Description of the task
Every line of the material below needs to be copied exactly; omit the pictures.
START Raw data
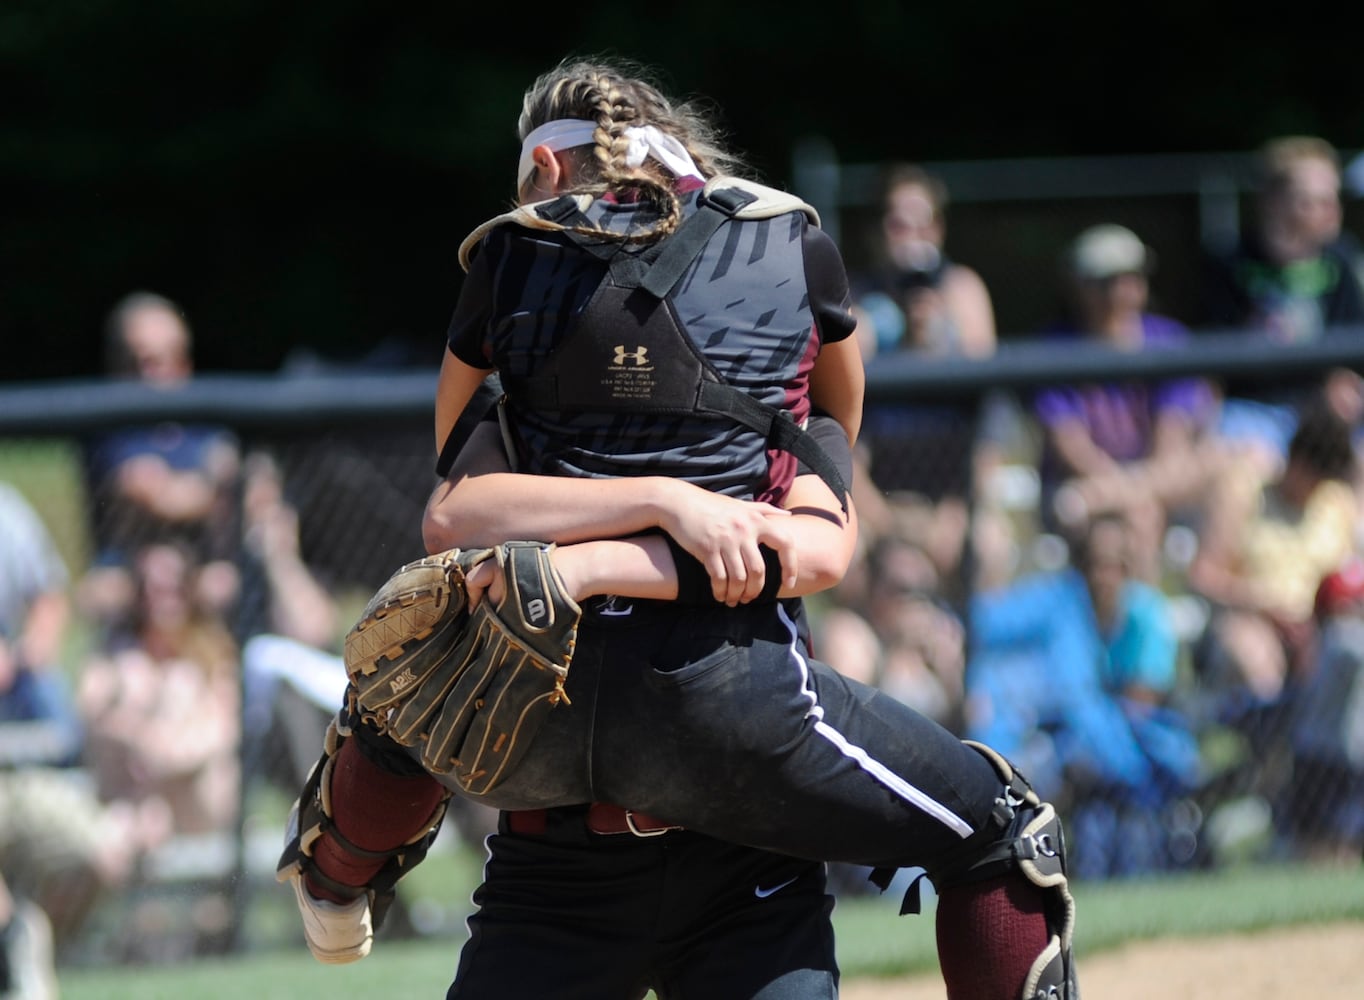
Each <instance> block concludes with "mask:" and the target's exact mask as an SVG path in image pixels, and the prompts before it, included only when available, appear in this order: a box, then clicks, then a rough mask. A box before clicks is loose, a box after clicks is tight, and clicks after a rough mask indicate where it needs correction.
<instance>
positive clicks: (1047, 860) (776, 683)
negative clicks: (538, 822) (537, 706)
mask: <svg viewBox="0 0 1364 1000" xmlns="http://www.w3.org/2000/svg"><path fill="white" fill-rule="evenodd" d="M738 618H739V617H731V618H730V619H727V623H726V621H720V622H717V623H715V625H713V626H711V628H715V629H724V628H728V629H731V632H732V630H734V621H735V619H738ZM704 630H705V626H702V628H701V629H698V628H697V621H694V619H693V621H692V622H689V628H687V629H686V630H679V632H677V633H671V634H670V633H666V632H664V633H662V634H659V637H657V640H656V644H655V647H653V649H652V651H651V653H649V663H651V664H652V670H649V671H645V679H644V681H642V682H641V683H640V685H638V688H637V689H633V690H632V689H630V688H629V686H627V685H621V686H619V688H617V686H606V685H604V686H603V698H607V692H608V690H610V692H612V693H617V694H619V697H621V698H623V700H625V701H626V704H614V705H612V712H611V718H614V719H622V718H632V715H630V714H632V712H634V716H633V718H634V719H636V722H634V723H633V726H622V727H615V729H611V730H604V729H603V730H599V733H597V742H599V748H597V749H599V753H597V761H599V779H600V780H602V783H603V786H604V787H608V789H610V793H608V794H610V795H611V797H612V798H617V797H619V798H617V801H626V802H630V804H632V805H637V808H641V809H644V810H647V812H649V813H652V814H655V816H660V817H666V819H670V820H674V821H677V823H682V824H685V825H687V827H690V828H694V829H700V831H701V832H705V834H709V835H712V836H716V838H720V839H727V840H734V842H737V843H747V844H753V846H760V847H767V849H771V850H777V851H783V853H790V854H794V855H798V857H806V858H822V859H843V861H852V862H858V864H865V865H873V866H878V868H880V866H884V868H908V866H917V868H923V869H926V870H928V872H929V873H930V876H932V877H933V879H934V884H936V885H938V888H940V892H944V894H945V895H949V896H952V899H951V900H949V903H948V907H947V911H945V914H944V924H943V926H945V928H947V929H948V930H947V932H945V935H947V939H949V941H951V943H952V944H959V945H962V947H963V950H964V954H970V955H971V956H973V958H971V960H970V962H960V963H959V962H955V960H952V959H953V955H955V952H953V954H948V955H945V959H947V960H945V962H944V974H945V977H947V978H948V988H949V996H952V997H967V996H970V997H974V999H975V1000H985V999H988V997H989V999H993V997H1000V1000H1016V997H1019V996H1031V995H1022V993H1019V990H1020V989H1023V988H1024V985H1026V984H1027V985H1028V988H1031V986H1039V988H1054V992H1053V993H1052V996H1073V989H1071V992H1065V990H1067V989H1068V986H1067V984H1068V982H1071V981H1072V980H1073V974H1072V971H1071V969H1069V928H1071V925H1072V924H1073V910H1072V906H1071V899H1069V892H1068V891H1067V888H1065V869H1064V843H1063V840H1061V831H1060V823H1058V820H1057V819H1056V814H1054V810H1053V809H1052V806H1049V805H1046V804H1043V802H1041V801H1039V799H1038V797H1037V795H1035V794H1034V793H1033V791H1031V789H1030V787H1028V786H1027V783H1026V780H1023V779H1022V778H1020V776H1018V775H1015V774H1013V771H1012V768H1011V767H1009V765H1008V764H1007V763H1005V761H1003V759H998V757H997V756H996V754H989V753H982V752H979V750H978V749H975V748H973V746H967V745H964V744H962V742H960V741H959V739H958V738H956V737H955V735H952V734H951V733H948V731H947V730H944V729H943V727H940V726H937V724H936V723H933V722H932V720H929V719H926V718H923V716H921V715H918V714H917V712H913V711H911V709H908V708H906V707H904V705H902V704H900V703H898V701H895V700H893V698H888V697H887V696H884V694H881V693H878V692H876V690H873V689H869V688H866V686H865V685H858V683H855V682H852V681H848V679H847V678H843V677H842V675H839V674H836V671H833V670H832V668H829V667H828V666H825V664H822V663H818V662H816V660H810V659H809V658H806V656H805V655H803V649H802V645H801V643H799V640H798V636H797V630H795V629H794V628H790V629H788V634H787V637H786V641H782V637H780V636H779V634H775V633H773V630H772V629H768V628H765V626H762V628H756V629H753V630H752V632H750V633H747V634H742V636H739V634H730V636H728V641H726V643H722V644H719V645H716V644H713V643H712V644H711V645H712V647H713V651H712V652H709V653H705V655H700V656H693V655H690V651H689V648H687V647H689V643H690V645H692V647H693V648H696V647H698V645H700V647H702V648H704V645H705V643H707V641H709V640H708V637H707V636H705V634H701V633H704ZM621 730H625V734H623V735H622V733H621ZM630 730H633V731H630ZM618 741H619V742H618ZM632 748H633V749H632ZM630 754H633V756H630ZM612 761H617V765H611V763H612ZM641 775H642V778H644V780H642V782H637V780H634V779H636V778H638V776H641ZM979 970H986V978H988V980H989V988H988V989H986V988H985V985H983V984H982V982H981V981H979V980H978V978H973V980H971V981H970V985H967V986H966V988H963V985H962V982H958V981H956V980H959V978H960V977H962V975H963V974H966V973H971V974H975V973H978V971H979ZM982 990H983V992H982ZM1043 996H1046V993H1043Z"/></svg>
END Raw data
Output for this task
Each <instance> block concludes with "mask:" and the target's exact mask as an SVG path in image pixels, and the prompts before it, included only when available, appear in this order: a box, then clicks, then a rough mask. A box before clicks is loose, a box after clicks is tight, and clicks after a rough mask indicate where it needs correction.
<instance>
positive clicks: (1047, 860) (776, 683)
negative clicks: (538, 822) (537, 706)
mask: <svg viewBox="0 0 1364 1000" xmlns="http://www.w3.org/2000/svg"><path fill="white" fill-rule="evenodd" d="M738 618H739V617H731V618H730V619H727V623H726V621H720V622H717V623H715V625H713V626H711V628H715V629H724V628H728V629H731V632H732V630H734V621H735V619H738ZM704 630H705V626H702V628H701V629H698V628H697V621H694V619H693V621H692V622H689V628H687V629H686V630H679V632H677V633H671V634H670V633H666V632H664V633H662V634H659V637H657V640H656V644H655V647H653V649H652V651H651V653H649V663H651V664H652V670H649V671H645V679H644V681H642V682H641V683H640V685H638V688H637V689H633V690H632V689H630V688H629V686H627V685H621V686H619V688H617V686H606V685H604V686H603V698H607V692H608V690H610V692H612V693H617V694H619V697H621V698H623V700H625V701H626V704H614V705H612V712H611V718H614V719H622V718H632V715H630V714H632V712H634V716H633V718H634V719H636V722H634V723H633V726H622V727H615V729H611V730H604V729H603V730H599V733H597V742H599V748H597V749H599V753H597V761H599V779H600V780H602V783H603V786H604V787H608V789H610V793H608V794H610V795H611V797H612V798H617V797H619V798H617V801H626V802H630V804H632V805H637V808H641V809H644V810H647V812H649V813H652V814H655V816H660V817H666V819H670V820H674V821H677V823H682V824H685V825H687V827H690V828H694V829H700V831H701V832H705V834H709V835H712V836H716V838H720V839H727V840H734V842H737V843H747V844H753V846H760V847H767V849H771V850H777V851H783V853H790V854H794V855H798V857H806V858H822V859H843V861H852V862H858V864H865V865H873V866H878V868H880V866H884V868H908V866H917V868H923V869H926V870H928V872H929V873H930V876H932V877H933V879H934V884H936V885H938V888H940V892H944V894H945V895H949V896H952V899H951V900H949V903H948V907H947V911H945V914H944V924H943V926H945V928H947V929H948V930H947V932H945V935H947V939H949V941H951V943H952V944H959V945H962V947H963V950H964V954H970V955H971V956H973V958H971V960H970V962H960V963H959V962H955V960H952V959H953V955H955V952H953V954H948V955H945V959H947V960H945V962H944V974H945V977H947V978H948V988H949V996H952V997H967V996H970V997H974V999H975V1000H985V999H988V997H989V999H993V997H1000V1000H1016V997H1019V996H1031V995H1022V993H1019V990H1020V989H1023V988H1024V985H1026V984H1027V985H1028V988H1031V986H1039V988H1054V992H1053V993H1052V996H1073V989H1071V992H1065V990H1067V989H1068V986H1067V984H1068V982H1071V981H1072V980H1073V974H1072V971H1071V969H1069V928H1071V925H1072V924H1073V910H1072V906H1071V899H1069V892H1068V891H1067V888H1065V869H1064V843H1063V840H1061V831H1060V823H1058V820H1057V819H1056V814H1054V810H1053V809H1052V806H1049V805H1046V804H1043V802H1041V801H1039V799H1038V797H1037V795H1035V794H1034V793H1033V791H1031V789H1030V787H1028V786H1027V783H1026V780H1023V779H1022V778H1020V776H1018V775H1015V774H1013V771H1012V768H1011V767H1009V765H1008V764H1007V763H1005V761H1003V759H998V757H997V756H996V754H989V753H982V752H979V750H978V749H975V748H973V746H967V745H964V744H962V742H960V741H959V739H958V738H956V737H955V735H952V734H951V733H948V731H947V730H944V729H943V727H940V726H937V724H936V723H933V722H932V720H929V719H926V718H923V716H921V715H918V714H917V712H913V711H911V709H908V708H906V707H904V705H902V704H900V703H898V701H895V700H893V698H888V697H887V696H884V694H881V693H878V692H876V690H873V689H869V688H866V686H865V685H858V683H855V682H852V681H848V679H847V678H843V677H842V675H839V674H836V671H833V670H832V668H829V667H828V666H825V664H822V663H818V662H816V660H810V659H809V658H806V656H805V655H803V649H802V645H801V643H799V640H798V636H797V630H795V629H794V628H790V629H788V634H787V637H786V641H782V637H780V636H779V634H775V633H773V630H772V629H768V628H765V626H762V628H756V629H753V630H752V632H750V633H747V634H742V636H739V634H730V636H728V641H726V643H722V644H719V645H716V644H713V643H712V644H711V645H712V647H713V651H712V652H709V653H705V655H700V656H693V655H690V651H689V648H687V647H689V643H690V645H692V647H693V648H696V647H698V645H700V647H702V648H704V645H705V643H707V641H709V640H708V637H707V636H705V634H701V633H704ZM621 730H625V734H623V735H622V733H621ZM630 730H633V731H630ZM618 741H619V742H618ZM632 748H633V749H632ZM630 754H633V756H630ZM612 761H617V765H611V763H612ZM641 775H642V778H644V780H642V782H637V780H634V779H636V778H638V776H641ZM979 970H986V978H988V980H989V988H988V989H986V988H985V985H983V984H982V982H981V981H979V980H978V978H973V980H971V981H970V985H967V986H966V988H963V985H962V982H958V981H956V980H959V978H960V977H962V975H963V974H966V973H971V974H975V973H978V971H979ZM982 990H983V992H982ZM1043 996H1046V993H1043Z"/></svg>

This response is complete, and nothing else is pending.